### [Your goal]
Copy the records from the line containing "task: give the mask of every instance of the <item>bare" through the end of the records, inclusive, swapping "bare tree" for "leafless tree" and leaving all else unchanged.

- - - - -

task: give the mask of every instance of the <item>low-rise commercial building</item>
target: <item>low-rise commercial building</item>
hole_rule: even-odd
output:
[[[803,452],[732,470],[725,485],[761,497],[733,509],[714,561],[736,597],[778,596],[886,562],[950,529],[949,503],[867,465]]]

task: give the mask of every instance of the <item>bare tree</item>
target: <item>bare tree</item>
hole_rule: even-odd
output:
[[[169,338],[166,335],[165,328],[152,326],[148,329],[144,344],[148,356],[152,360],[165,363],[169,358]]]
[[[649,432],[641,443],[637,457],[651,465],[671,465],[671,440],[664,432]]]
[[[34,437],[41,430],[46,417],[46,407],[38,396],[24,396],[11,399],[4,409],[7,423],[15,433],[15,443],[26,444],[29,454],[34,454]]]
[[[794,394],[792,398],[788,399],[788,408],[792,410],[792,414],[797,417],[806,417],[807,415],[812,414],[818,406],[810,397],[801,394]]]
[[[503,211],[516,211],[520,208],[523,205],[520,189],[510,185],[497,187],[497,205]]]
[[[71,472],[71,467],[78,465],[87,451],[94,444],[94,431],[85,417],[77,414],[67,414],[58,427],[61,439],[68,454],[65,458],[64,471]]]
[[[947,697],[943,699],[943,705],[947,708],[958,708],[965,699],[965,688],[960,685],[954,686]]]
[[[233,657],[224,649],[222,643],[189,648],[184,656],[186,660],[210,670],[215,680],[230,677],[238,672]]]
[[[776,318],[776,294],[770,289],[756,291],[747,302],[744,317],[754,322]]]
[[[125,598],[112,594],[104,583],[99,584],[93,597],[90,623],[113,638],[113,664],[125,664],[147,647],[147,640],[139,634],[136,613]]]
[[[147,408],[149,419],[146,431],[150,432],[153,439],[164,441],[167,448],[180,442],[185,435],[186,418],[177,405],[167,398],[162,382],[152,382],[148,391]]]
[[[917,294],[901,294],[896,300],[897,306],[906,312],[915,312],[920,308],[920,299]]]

- - - - -

### [Result for this task]
task: give the mask of every instance of the <item>leafless tree</item>
target: <item>leafless tree</item>
hole_rule: even-odd
output:
[[[169,338],[166,335],[165,328],[152,326],[148,329],[144,344],[148,356],[152,360],[165,363],[169,358]]]
[[[649,432],[641,443],[637,457],[651,465],[671,465],[671,440],[664,432]]]
[[[34,437],[41,430],[46,417],[46,407],[38,396],[24,396],[11,399],[4,409],[7,423],[15,433],[15,443],[26,444],[29,454],[34,454]]]
[[[794,394],[792,398],[788,399],[788,408],[792,410],[792,414],[797,417],[806,417],[807,415],[812,414],[818,406],[810,397],[801,394]]]
[[[503,211],[516,211],[520,208],[523,205],[520,189],[510,185],[497,187],[497,205]]]
[[[71,472],[71,467],[78,465],[87,451],[94,444],[94,431],[85,417],[77,414],[67,414],[58,427],[61,439],[68,454],[65,458],[64,471]]]
[[[947,697],[943,699],[943,705],[947,708],[958,708],[965,699],[965,688],[960,685],[954,686]]]
[[[233,657],[224,649],[222,643],[189,648],[184,656],[186,660],[210,670],[215,680],[230,677],[238,672]]]
[[[776,318],[776,294],[770,289],[756,291],[747,302],[744,317],[754,322]]]
[[[125,598],[112,594],[104,583],[99,584],[93,597],[90,623],[113,638],[113,664],[125,664],[147,647],[147,640],[139,634],[136,613]]]
[[[147,408],[149,419],[146,431],[150,432],[153,439],[164,441],[167,448],[180,442],[185,435],[186,418],[177,405],[167,398],[162,382],[152,382],[148,391]]]
[[[917,294],[901,294],[896,300],[897,306],[906,312],[915,312],[920,308],[920,299]]]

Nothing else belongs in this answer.